- **Work to do**:
A) Translate this sentence from the PyTorch forum thread into Spanish: "I don’t think the illegal memory access is related to the code usage in your script, but is an internal bug."
B) In the PyTorch forum thread, swap "cleansing" for "filtering" and write out again the part that opens with the words "MaskRCNN returns the" and closes with "device='cuda:0', grad_fn=<IndexPutBackward>)".
C) Please supply the next part of the PyTorch forum thread, picking up after its last line.

I have tried using CUDA_LAUNCH_BLOCKING=1, however it did not solve the problem.

How can I debug and get rid of this behavior?

ptrblck · December 1, 2020, 8:09am

Which PyTorch version are you using? Could you update to the latest stable release (1.7.0) and rerun the script?
Did a run with blocking calls yield another stack trace?

vriez · December 1, 2020, 8:45am

Thanks for the reply @ptrblck, I am already on pytorch ‘1.7.0’.

I have further investigated this behavior and I suspect that it has to do with the loss’ grad_fn, because:

MaskRCNN returns the following object during training

{'loss_classifier': tensor(1.2836, device='cuda:0', grad_fn=<NllLossBackward>), 'loss_box_reg': tensor(0.0359, device='cuda:0', grad_fn=<DivBackward0>), 'loss_mask': tensor(1123.8214, device='cuda:0',
       grad_fn=<BinaryCrossEntropyWithLogitsBackward>), 'loss_objectness': tensor(0.8418, device='cuda:0', grad_fn=<BinaryCrossEntropyWithLogitsBackward>), 'loss_rpn_box_reg': tensor(0.0594, device='cuda:0', grad_fn=<DivBackward0>)}

After, stacking one gets

tensor([1.2836e+00, 3.5866e-02, 1.1238e+03, 8.4183e-01, 5.9387e-02],
       device='cuda:0', grad_fn=<StackBackward>)

Then, cleansing yields

 tensor([1.2836e+00, 3.5866e-02, 1.1238e+03, 8.4183e-01, 5.9387e-02],
       device='cuda:0', grad_fn=<IndexPutBackward>)

Clamping

tensor([ 1.2836,  0.0359, 10.0000,  0.8418,  0.0594], device='cuda:0',
       grad_fn=<ClampBackward>)

At last, after reduction, on gets

tensor(12.2206, device='cuda:0', grad_fn=<SumBackward0>)

I have read some “theory” here, but it’s not clear yet how to operationally make it work.

In short, I guess the question is how to reduce the losses so that I get a loss that can backward-propagate.

Note: if I choose any loss alone, say loss = loss_dict[“loss_classifier”] the training_step would run.

ptrblck · December 1, 2020, 8:54am

I don’t think the illegal memory access is related to the code usage in your script, but is an internal bug.
Could you post an executable code snippet and add the information about your setup, please?

vriez · December 1, 2020, 10:22am

I see, so I am able to reproduce one of the errors I got (perhaps related) with the snippet below:

import torch
import pickle
import torchvision
from torchvision.models.detection.faster_rcnn import FastRCNNPredictor
from torchvision.models.detection.mask_rcnn import MaskRCNNPredictor

num_classes = 2
model = torchvision.models.detection.maskrcnn_resnet50_fpn(pretrained=True)

- **Given material**:
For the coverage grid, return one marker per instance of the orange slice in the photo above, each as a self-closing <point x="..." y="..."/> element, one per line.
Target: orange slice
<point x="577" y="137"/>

- **The answers**:
A) No creo que el acceso ilegal a memoria esté relacionado con el uso del código en tu script, sino que se trata de un error interno.

B)
MaskRCNN returns the following object during training

{'loss_classifier': tensor(1.2836, device='cuda:0', grad_fn=<NllLossBackward>), 'loss_box_reg': tensor(0.0359, device='cuda:0', grad_fn=<DivBackward0>), 'loss_mask': tensor(1123.8214, device='cuda:0',
       grad_fn=<BinaryCrossEntropyWithLogitsBackward>), 'loss_objectness': tensor(0.8418, device='cuda:0', grad_fn=<BinaryCrossEntropyWithLogitsBackward>), 'loss_rpn_box_reg': tensor(0.0594, device='cuda:0', grad_fn=<DivBackward0>)}

After, stacking one gets

tensor([1.2836e+00, 3.5866e-02, 1.1238e+03, 8.4183e-01, 5.9387e-02],
       device='cuda:0', grad_fn=<StackBackward>)

Then, filtering yields

 tensor([1.2836e+00, 3.5866e-02, 1.1238e+03, 8.4183e-01, 5.9387e-02],
       device='cuda:0', grad_fn=<IndexPutBackward>)

C)
model.roi_heads.detections_per_img = 10

in_features = model.roi_heads.box_predictor.cls_score.in_features

model.roi_heads.box_predictor = FastRCNNPredictor(in_features, num_classes)

in_features_mask = model.roi_heads.mask_predictor.conv5_mask.in_channels
hidden_layer = 256

model.roi_heads.mask_predictor = MaskRCNNPredictor(
    in_features_mask, hidden_layer, num_classes
)

device = torch.device("cuda")

with open('batch_sample.pkl', 'rb') as f:
    batch = pickle.load(f)

images, targets = batch

model.to(device)
model.train()
targets = [{k: v.to(device) for k, v in t.items()} for t in targets]

loss_dict = model(images, targets)
loss = sum([loss for loss in loss_dict.values()])
loss.backward()

you can download the sample input data in here.

My setup is:

+-----------------------------------------------------------------------------+
| NVIDIA-SMI 450.80.02    Driver Version: 450.80.02    CUDA Version: 11.0     |
|-------------------------------+----------------------+----------------------+
| GPU  Name        Persistence-M| Bus-Id        Disp.A | Volatile Uncorr. ECC |
| Fan  Temp  Perf  Pwr:Usage/Cap|         Memory-Usage | GPU-Util  Compute M. |
|                               |                      |               MIG M. |
|===============================+======================+======================|
|   0  GeForce RTX 207...  Off  | 00000000:01:00.0  On |                  N/A |
| N/A   57C    P8    15W /  N/A |    682MiB /  7982MiB |      2%      Default |
|                               |                      |                  N/A |
+-------------------------------+----------------------+----------------------+

(venv) vitor@vitor-Oryx-Pro:~/Projects/ocr$ lsb_release -a
No LSB modules are available.
Distributor ID:	Ubuntu
Description:	Ubuntu 20.04 LTS
Release:	20.04
Codename:	focal

Python 3.8.5

gcc (Ubuntu 9.3.0-17ubuntu1~20.04) 9.3.0

 torchvision. '0.8.1'

Does it suffice, @ptrblck?

ptrblck · December 2, 2020, 8:18am

Could you post the shapes as well as min and max. values for images and targets? Alternatively, could you upload the batch_sample.pkl data?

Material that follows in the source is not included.